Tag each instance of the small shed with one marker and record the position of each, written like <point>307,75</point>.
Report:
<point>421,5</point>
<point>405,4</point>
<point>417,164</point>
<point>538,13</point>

______

▶ **WHAT YOU NEED TO DO**: Give back the data above word for word.

▶ **RESULT FOR THIS EXERCISE**:
Tag each instance of the small shed with one marker and record the position of each, written like <point>307,75</point>.
Report:
<point>421,5</point>
<point>405,4</point>
<point>417,164</point>
<point>538,13</point>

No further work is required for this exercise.